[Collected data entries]
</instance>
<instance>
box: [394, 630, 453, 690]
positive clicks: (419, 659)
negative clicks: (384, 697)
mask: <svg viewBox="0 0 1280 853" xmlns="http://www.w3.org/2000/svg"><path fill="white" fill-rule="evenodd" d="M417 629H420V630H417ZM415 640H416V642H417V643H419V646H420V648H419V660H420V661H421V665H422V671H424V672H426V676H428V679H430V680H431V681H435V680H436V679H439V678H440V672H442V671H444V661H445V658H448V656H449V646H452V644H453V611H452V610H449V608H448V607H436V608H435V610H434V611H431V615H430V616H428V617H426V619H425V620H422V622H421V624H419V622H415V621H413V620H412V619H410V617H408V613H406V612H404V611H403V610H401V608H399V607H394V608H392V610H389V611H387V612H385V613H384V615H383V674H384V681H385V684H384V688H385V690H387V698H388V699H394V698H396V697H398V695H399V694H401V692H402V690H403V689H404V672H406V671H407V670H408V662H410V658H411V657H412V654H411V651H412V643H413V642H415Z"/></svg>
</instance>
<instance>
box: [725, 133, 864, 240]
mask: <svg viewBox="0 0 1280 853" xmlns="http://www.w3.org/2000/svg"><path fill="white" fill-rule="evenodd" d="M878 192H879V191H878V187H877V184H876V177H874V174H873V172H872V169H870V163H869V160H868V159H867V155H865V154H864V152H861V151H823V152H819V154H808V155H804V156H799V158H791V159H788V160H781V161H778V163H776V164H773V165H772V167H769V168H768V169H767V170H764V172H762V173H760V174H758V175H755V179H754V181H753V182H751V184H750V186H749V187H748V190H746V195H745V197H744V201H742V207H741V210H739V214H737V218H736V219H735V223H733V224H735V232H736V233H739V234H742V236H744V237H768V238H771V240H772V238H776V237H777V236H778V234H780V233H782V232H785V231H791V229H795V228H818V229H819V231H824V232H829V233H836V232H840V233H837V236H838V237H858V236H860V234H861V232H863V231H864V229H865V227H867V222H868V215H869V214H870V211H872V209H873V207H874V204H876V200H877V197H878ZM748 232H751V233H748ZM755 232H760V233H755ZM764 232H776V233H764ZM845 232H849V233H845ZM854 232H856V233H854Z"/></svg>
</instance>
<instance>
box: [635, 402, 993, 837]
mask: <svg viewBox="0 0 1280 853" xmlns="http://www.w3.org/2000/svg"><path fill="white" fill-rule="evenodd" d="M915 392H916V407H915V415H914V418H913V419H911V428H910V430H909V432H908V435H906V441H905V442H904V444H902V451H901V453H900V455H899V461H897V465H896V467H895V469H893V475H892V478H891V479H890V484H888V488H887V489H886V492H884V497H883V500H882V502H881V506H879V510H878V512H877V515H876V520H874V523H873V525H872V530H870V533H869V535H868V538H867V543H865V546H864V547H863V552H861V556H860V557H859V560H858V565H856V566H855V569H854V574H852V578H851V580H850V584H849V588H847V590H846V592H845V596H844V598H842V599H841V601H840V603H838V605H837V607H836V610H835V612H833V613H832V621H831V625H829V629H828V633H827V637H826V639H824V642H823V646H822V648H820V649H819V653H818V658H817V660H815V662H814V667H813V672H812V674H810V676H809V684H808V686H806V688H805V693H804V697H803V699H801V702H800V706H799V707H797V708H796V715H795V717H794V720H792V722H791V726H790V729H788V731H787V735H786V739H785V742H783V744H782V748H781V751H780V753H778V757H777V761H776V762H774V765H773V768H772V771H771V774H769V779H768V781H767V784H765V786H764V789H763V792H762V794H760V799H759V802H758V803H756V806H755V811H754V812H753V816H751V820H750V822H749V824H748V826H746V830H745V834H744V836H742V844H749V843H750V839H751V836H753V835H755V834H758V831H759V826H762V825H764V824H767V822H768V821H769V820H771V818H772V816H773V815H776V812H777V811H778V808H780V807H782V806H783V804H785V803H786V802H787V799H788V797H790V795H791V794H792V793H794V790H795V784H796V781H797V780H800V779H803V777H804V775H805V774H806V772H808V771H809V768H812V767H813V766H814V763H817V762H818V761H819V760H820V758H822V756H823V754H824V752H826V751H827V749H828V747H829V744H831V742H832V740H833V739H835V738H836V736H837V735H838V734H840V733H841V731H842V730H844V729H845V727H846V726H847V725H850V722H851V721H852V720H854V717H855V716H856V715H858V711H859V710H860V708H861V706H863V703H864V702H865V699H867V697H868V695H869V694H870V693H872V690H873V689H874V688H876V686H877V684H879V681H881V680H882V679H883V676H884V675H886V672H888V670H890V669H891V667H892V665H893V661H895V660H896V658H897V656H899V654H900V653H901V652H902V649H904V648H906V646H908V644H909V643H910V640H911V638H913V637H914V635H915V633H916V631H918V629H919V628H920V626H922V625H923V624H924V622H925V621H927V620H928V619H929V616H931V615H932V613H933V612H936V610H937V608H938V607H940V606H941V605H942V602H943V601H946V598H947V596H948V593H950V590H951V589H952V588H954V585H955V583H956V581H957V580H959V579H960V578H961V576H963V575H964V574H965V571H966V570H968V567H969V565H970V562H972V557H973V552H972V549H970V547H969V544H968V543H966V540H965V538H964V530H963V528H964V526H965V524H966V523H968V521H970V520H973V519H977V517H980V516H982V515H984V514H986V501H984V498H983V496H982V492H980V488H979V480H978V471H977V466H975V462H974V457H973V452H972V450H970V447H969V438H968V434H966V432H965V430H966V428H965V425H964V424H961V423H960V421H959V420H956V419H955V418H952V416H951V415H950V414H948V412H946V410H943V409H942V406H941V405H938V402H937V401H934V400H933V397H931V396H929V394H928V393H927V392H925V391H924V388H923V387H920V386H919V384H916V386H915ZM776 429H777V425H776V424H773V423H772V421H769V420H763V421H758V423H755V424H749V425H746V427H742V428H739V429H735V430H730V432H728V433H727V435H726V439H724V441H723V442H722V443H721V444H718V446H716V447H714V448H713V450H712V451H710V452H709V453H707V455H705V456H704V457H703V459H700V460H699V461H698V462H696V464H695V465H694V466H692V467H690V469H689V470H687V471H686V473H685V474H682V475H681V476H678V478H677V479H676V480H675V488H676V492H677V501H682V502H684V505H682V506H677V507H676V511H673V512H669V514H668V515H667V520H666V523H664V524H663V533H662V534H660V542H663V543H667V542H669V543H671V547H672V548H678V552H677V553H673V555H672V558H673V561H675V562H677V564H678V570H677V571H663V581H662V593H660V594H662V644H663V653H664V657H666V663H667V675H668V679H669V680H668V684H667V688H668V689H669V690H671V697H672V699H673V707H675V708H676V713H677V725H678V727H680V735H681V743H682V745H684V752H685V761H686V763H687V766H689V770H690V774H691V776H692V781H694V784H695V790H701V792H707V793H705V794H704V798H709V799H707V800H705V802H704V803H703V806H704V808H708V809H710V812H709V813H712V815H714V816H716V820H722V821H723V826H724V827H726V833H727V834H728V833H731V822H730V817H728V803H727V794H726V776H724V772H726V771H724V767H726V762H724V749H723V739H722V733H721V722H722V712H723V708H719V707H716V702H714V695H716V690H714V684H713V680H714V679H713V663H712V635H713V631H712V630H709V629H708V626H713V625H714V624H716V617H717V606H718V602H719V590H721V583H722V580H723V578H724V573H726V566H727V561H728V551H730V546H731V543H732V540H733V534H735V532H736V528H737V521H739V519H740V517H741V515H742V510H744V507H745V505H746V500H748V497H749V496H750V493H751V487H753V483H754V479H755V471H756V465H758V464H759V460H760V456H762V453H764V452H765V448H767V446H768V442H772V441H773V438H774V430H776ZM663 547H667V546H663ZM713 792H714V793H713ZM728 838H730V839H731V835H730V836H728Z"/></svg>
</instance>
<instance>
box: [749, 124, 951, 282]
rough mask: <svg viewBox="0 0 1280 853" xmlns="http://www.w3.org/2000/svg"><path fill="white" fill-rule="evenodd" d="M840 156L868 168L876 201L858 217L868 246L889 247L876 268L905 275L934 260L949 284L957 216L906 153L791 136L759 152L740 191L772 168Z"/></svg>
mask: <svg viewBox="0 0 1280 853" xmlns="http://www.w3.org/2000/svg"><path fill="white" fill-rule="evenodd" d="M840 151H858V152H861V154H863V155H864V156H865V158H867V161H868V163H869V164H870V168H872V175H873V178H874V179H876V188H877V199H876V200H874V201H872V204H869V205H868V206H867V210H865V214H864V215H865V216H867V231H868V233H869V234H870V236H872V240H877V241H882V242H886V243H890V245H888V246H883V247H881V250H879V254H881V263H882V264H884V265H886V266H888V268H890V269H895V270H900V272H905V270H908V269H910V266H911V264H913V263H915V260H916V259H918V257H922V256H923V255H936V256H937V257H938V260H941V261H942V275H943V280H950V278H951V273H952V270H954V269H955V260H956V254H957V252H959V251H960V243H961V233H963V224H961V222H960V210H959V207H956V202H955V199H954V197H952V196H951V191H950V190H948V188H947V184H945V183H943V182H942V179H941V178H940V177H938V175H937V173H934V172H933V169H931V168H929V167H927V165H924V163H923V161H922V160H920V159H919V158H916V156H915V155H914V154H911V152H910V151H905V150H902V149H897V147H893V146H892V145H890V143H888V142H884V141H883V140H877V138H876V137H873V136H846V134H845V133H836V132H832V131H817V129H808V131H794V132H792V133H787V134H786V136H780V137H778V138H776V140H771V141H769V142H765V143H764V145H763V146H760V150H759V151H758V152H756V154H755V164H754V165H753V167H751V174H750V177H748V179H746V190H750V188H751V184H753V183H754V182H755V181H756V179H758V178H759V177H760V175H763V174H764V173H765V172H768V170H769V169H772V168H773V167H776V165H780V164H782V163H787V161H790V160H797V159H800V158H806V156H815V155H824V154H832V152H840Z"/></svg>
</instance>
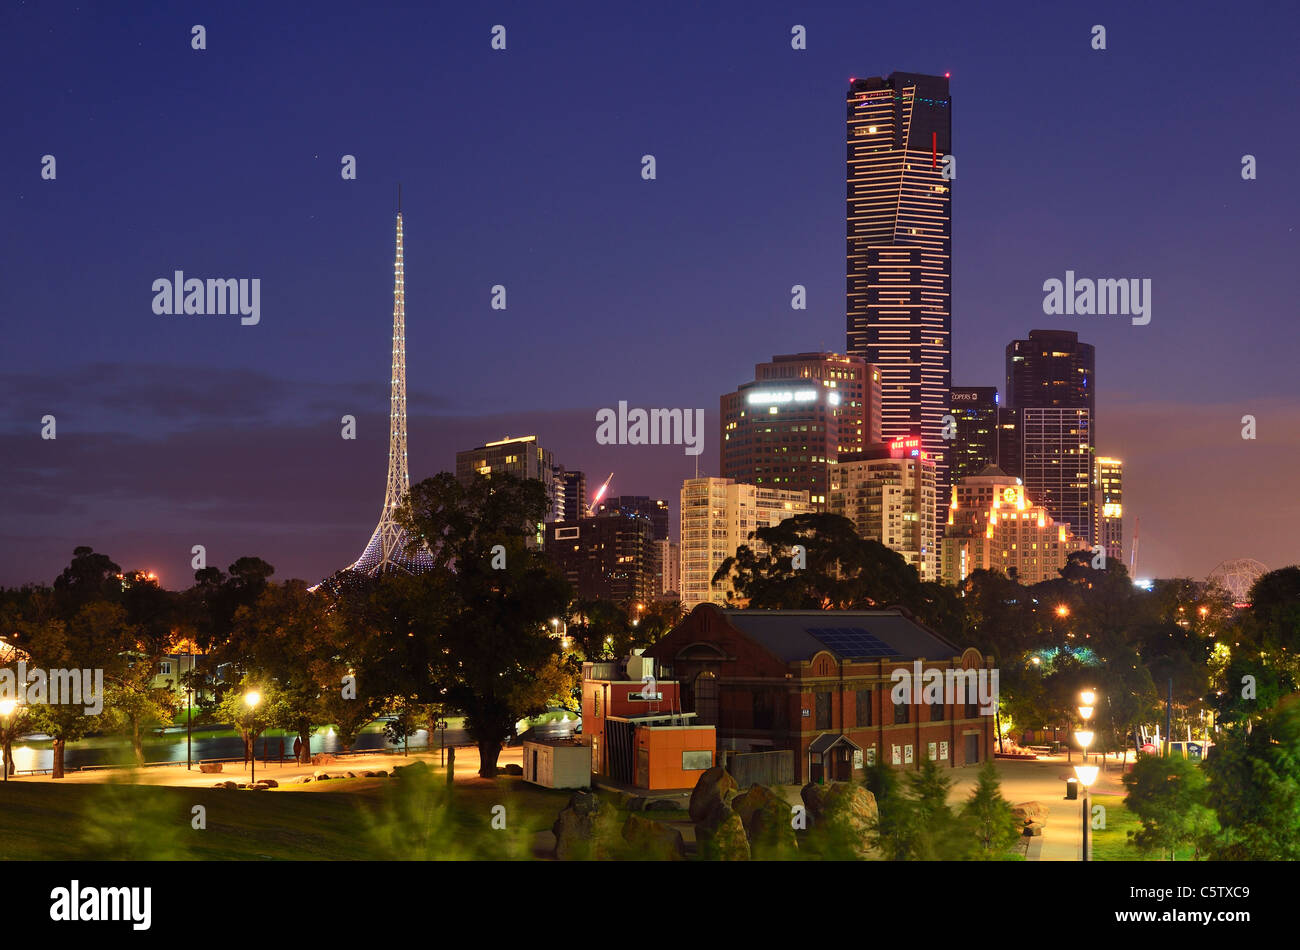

■ **THE PROBLEM**
Whenever the string "clicks" shows up in a line of the records, that line counts; state how many lines count, and only that.

■ **RESPONSE AREA**
2